_JOB ITEM 1_
List every campus that the passage on Southern Methodist University names.
_JOB ITEM 2_
Continue the passage on Southern Methodist University past its final sentence.

Southern Methodist University (SMU) was chartered in 1911 by what is now the United Methodist Church (UMC). Located in Dallas, Texas, SMU began classes in 1915 in Dallas Hall—the university’s first building. Now the institution boasts three campuses: the main campus, which is located in Dallas and the incorporated enclaves of Highland Park and University Park, the Taos, New Mexico campus, and the Plano, Texas campus. Over 260 academic degree programs are offered in seven academic schools to the nearly 12,000 students enrolled, with a student to faculty ratio of 11 to 1. The three campuses—the main campus in the Dallas/University Park/Highland Park area, SMU-in-Plano, and SMU-in-Taos—cover a combined 623 acres. Although affiliated with the UMC, SMU is “nonsectarian in its teaching and committed to academic freedom and open inquiry.” Southern Methodist University is a private research university with regional accreditation from the Southern Association of Colleges and Schools Commission on Colleges.

_SUPPLIED MATERIAL_
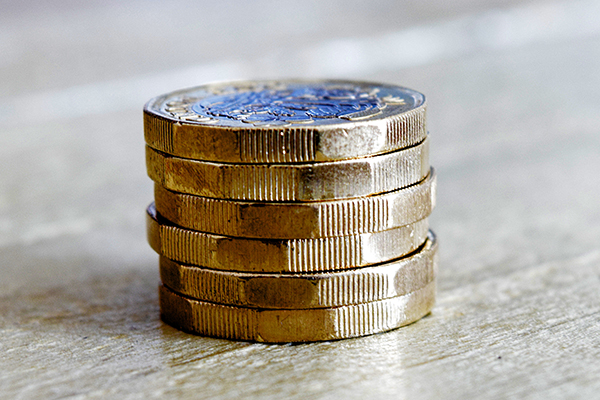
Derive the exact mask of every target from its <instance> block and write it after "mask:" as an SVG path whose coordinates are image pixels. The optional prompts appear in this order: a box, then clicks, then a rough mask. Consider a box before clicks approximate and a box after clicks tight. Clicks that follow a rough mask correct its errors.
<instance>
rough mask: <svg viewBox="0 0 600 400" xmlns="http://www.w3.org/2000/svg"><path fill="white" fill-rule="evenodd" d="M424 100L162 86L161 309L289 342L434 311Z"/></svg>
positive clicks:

_EXPECTED ANSWER 1_
- The main campus, in Dallas and the incorporated enclaves of Highland Park and University Park
- The Taos, New Mexico campus (SMU-in-Taos)
- The Plano, Texas campus (SMU-in-Plano)

_EXPECTED ANSWER 2_
Program Details: The Lyle School of Engineering at SMU offers a distance education option for their acclaimed Master of Science in Computer Science degree. Housed in the Department of Computer Science and Engineering, the 30-credit hour degree program allows students to choose a six-credit hour concentration or a thesis option. Core courses cover topics like “Computer Architecture,” “Algorithm Engineering,” and “File Organization and Database Management.” Students can focus on one of five offered concentrations in Algorithms, Architecture, Software, Data Science, or Security. Those students who do opt for the thesis route select a faculty advisor to serve as their guide and must defend their thesis successfully on-campus. For interested applicants who want to learn more about how the distance education process works at SMU, the Lyle School of Engineering periodically offers admissions events for prospective students to ask their questions about the program and the online delivery method.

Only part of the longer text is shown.